• **YOUR OBJECTIVE**: Write out all of the data exactly as it appears.
=== LISTING ===
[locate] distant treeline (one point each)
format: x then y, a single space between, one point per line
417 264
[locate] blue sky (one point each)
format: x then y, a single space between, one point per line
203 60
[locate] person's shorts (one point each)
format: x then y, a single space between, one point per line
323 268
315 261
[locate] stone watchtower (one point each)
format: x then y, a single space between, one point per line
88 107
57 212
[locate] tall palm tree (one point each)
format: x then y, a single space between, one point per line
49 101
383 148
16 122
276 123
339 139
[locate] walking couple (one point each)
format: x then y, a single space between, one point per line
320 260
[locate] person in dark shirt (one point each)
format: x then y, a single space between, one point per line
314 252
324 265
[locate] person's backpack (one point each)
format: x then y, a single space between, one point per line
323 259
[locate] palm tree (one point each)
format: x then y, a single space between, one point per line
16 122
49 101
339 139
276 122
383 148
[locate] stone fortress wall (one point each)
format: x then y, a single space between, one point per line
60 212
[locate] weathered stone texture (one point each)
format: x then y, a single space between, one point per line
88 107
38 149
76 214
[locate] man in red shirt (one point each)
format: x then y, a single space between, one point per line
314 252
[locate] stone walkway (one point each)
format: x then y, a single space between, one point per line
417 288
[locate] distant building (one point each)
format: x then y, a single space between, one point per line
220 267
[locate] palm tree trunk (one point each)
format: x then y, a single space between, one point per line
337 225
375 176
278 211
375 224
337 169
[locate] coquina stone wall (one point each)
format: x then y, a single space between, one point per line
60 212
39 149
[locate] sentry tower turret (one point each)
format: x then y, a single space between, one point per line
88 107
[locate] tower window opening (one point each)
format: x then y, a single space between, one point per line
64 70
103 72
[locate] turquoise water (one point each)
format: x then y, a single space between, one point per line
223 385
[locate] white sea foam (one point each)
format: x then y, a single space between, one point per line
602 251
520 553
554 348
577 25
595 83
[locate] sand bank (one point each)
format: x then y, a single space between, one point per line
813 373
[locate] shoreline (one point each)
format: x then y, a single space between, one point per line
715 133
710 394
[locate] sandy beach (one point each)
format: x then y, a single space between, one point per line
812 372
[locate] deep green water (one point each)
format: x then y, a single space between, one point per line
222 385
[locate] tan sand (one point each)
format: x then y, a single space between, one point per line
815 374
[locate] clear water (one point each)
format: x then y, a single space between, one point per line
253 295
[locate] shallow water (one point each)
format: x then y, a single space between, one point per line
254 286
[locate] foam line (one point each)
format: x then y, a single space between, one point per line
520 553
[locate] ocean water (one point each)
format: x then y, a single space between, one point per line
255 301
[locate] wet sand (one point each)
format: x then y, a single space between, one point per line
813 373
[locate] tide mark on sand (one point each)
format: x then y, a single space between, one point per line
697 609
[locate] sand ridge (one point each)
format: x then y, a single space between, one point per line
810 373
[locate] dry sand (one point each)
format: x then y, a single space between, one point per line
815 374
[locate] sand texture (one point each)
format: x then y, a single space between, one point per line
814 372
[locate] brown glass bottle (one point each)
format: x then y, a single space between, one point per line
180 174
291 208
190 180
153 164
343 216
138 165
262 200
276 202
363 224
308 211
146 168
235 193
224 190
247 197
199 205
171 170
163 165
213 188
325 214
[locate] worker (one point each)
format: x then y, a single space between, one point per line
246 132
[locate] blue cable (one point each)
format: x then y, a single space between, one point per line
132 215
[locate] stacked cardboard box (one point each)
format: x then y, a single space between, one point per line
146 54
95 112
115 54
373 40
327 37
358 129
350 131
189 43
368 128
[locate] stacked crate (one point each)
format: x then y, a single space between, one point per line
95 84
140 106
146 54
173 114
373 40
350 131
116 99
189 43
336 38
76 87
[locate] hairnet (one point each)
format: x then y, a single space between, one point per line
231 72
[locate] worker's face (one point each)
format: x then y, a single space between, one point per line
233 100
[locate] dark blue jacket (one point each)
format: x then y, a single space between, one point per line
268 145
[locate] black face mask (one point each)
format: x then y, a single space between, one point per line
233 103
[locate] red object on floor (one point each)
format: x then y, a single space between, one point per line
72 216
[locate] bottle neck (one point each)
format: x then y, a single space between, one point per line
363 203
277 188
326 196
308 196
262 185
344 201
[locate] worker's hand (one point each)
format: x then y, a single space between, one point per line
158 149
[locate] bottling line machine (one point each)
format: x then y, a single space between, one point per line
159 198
===
• **THE RESULT**:
[locate] distant treeline (one point each)
format: x then y, a single space between, one point per line
417 264
[locate] blue sky (one point each)
format: x then y, a single space between, one point per line
203 60
[locate] person's shorts (one point each)
format: x then y, a single space between, one point per line
323 268
315 261
[locate] stone watchtower (one point each)
format: x then y, a single space between, one point per line
88 107
57 212
[locate] tall palm tree (one point each)
format: x then y, a single space between, one point per line
49 101
383 148
16 122
276 123
339 139
[locate] walking couple (one point each)
format: x then y, a single space between, one point per line
320 260
[locate] person in dark shirt (one point each)
format: x then y, a single space between, one point per line
314 252
324 265
[locate] person's backpack (one point each)
format: x then y, a single space between, one point per line
323 259
[locate] palm tree (one point each)
format: x then y, a single space between, one point per line
16 122
49 101
339 139
276 122
383 148
[locate] stone fortress wall (one point each)
format: x then y, a single space between, one point per line
60 212
[locate] weathered stone texture (one point each)
format: x then y, a single space between, one point per line
88 107
38 149
76 214
[locate] man in red shirt (one point each)
format: x then y, a single space between, one point per line
314 252
[locate] stone walkway (one point each)
format: x then y, a single space between, one point per line
417 288
[locate] distant building (one point each)
format: x then y, a single space between, one point per line
220 267
[locate] palm tree trunk (one point each)
format: x then y, a single space between, one point per line
337 225
375 176
278 211
375 224
337 169
[locate] coquina stone wall (one point each)
format: x then y, a single space between, one point per line
60 212
39 149
[locate] sentry tower turret (one point each)
format: x then y, a single space between, one point per line
88 107
[locate] tower window opening (one point each)
format: x then y, a single space between, one point per line
64 70
103 72
[locate] turquoise water (one point each)
format: x then y, a single space between, one point per line
223 385
[locate] white sea foam (one point each)
format: x then y, a single space between, one point per line
602 251
520 553
554 348
577 25
595 83
[locate] sand bank (one point each)
format: x then y, a single space between, one point per line
813 373
[locate] shoreline (one point each)
format: x then y, a single space between, one point per line
715 133
710 394
[locate] sandy beach (one point each)
format: x then y, a single space between, one point per line
812 372
[locate] deep green water (one point each)
format: x then y, a single space between, one point per line
222 385
[locate] tan sand (one point each)
format: x then y, a single space between, one point per line
815 374
[locate] clear water (one point each)
format: x then y, a single space between, one point per line
253 295
[locate] shallow water (one point each)
format: x then y, a single space between, one point per line
254 286
[locate] foam line (one point each)
format: x then y, a single space between, one point per line
520 553
[locate] ocean water (one point each)
format: x then y, a single space between, one point per line
255 301
[locate] wet sand (one point each)
format: x then y, a single space between, one point per line
813 373
[locate] tide mark on sand (one point each)
format: x then y, a single space between, one point per line
697 609
[locate] sand ridge (one point each)
format: x then y, a single space between, one point per line
810 373
[locate] dry sand (one point each)
format: x then y, a single space between, one point per line
815 374
[locate] sand texture (one point each)
format: x then y, a single space between, one point per line
814 372
[locate] brown glass bottle (one point each)
format: x then y, a single space between, one point per line
180 174
291 208
190 180
153 164
343 216
138 165
262 200
276 202
363 224
308 211
146 168
235 193
224 190
247 197
199 205
171 170
163 165
213 188
325 214
[locate] worker (one point each)
format: x then y, a single space between, one point per line
246 132
[locate] blue cable (one point each)
format: x then y, a single space between, one point per line
132 215
[locate] stacked cardboard box (one point each)
format: x then y, a single space between, one point per line
146 54
95 112
115 54
373 40
327 37
358 129
350 131
189 43
368 128
[locate] stacked crate (one point each)
format: x then y, a single space between, one point per line
95 84
140 106
146 54
173 114
373 40
350 131
116 99
189 43
336 38
76 87
[locate] hairnet (one point each)
format: x then y, a single space between, one point per line
231 72
[locate] worker's face (one point each)
format: x then y, a single space between, one point per line
233 100
[locate] dark blue jacket (one point each)
format: x then y, a single space between, one point per line
268 145
[locate] black face mask (one point each)
format: x then y, a single space between, one point per line
233 103
[locate] red object on floor (one point each)
format: x then y, a single space between, one point per line
72 216
[locate] bottle neck (one point each)
format: x then y, a single space between, one point per line
363 203
277 188
326 196
308 196
262 185
344 201
[locate] worker's hand (one point each)
format: x then y, a single space between, one point per line
158 149
[locate] bottling line machine (one point each)
format: x then y, a single space between, one point per line
159 198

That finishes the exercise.